WRITTEN INSTRUCTION A
Output the listing lines from the line with "target: wave" to the end of the listing as a JSON list of strings, one string per line, leaving out blank lines.

USPS Postal Operations

USPS Postal Operations Analytics on Azure¶

The United States Postal Service operates the largest civilian logistics network in the world — 34,000+ post offices, 230,000+ delivery routes, 160 million delivery points, and roughly 127 billion mail pieces processed annually. The operational data generated across this network — delivery scan events, facility throughput metrics, mail volume counts by product class, and address-level geographic records — represents a high-value analytical corpus that is largely underutilized outside of internal USPS reporting.

This use case applies the CSA-in-a-Box medallion architecture to USPS public data sources, combining Web Tools API outputs, quarterly service performance reports, Census ZCTA geographic boundaries, USPS Facts & Figures statistical publications, and OpenAddresses geocoding records. The result is an analytics platform capable of last-mile route optimization, seasonal volume forecasting, facility utilization analysis, and ZIP code market segmentation — built entirely on publicly available data.

Data Sources¶

Source	Description	Volume / Coverage	Update Frequency	Access Method
USPS Web Tools APIs	Address validation (Verify API), city/state lookup, ZIP code lookup, package tracking (TrackV2), and domestic rate calculation (RateV4)	160M+ delivery points, 41K+ ZIP codes	On-demand	XML REST API (free User ID required)
Service Performance Reports	Quarterly on-time delivery rates by product class (First-Class, Priority, Marketing Mail) and postal district	All 67 postal districts, 7 product classes	Quarterly	PDF / spreadsheet download
Census ZCTA Boundaries	ZIP Code Tabulation Areas from TIGER/Line shapefiles with demographic overlays from the American Community Survey	33,000+ ZCTAs, national coverage	Annual (decennial base)	Shapefile / REST API
USPS Facts & Figures	Annual operational statistics: total mail volume, revenue by product, facility counts, employee headcount, vehicle fleet size	Historical data back to 2000	Annual	Web / downloadable datasets
OpenAddresses	Community-sourced address point data with latitude/longitude coordinates for geocoding and delivery point validation	500M+ address points globally, US focus	Continuous community updates	Bulk download (CSV/GeoJSON)

API Registration

The USPS Web Tools APIs require a free User ID obtained through the USPS Web Tools Registration. Rate limits are approximately 5 requests per second for individual operations; the batch Address Validation API supports up to 5 addresses per call. Census TIGER/Line data is freely available via the TIGERweb REST API.

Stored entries
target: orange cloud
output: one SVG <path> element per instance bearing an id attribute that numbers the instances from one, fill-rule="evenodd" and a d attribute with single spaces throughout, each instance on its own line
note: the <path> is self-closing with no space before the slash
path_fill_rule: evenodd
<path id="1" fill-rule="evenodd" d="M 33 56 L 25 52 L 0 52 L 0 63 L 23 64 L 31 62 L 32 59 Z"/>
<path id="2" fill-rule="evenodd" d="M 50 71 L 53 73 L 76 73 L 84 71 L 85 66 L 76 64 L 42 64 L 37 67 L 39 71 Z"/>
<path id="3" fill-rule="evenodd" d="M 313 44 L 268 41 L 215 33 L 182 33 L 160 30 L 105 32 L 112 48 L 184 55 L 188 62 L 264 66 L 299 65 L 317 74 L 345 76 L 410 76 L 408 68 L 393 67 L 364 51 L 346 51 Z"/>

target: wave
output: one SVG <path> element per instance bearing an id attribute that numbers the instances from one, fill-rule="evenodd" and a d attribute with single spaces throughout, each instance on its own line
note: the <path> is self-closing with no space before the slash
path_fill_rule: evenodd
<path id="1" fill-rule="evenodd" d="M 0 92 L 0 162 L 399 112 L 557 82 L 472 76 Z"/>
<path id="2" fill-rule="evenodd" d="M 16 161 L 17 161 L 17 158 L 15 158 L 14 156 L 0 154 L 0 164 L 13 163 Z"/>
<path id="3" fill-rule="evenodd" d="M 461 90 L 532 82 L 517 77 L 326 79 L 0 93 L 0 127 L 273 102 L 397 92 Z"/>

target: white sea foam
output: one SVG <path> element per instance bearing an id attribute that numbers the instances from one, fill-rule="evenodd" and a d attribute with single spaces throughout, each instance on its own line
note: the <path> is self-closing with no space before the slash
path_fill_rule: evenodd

WRITTEN INSTRUCTION B
Print the text on USPS postal operations analytics verbatim from "API Registration" to "TIGERweb REST API.".

RIGHT ANSWER A
[
  "target: wave",
  "output: one SVG <path> element per instance bearing an id attribute that numbers the instances from one, fill-rule=\"evenodd\" and a d attribute with single spaces throughout, each instance on its own line",
  "note: the <path> is self-closing with no space before the slash",
  "path_fill_rule: evenodd",
  "<path id=\"1\" fill-rule=\"evenodd\" d=\"M 0 92 L 0 162 L 399 112 L 557 82 L 472 76 Z\"/>",
  "<path id=\"2\" fill-rule=\"evenodd\" d=\"M 16 161 L 17 161 L 17 158 L 15 158 L 14 156 L 0 154 L 0 164 L 13 163 Z\"/>",
  "<path id=\"3\" fill-rule=\"evenodd\" d=\"M 461 90 L 532 82 L 517 77 L 326 79 L 0 93 L 0 127 L 273 102 L 397 92 Z\"/>",
  "target: white sea foam",
  "output: one SVG <path> element per instance bearing an id attribute that numbers the instances from one, fill-rule=\"evenodd\" and a d attribute with single spaces throughout, each instance on its own line",
  "note: the <path> is self-closing with no space before the slash",
  "path_fill_rule: evenodd"
]

RIGHT ANSWER B
API Registration

The USPS Web Tools APIs require a free User ID obtained through the USPS Web Tools Registration. Rate limits are approximately 5 requests per second for individual operations; the batch Address Validation API supports up to 5 addresses per call. Census TIGER/Line data is freely available via the TIGERweb REST API.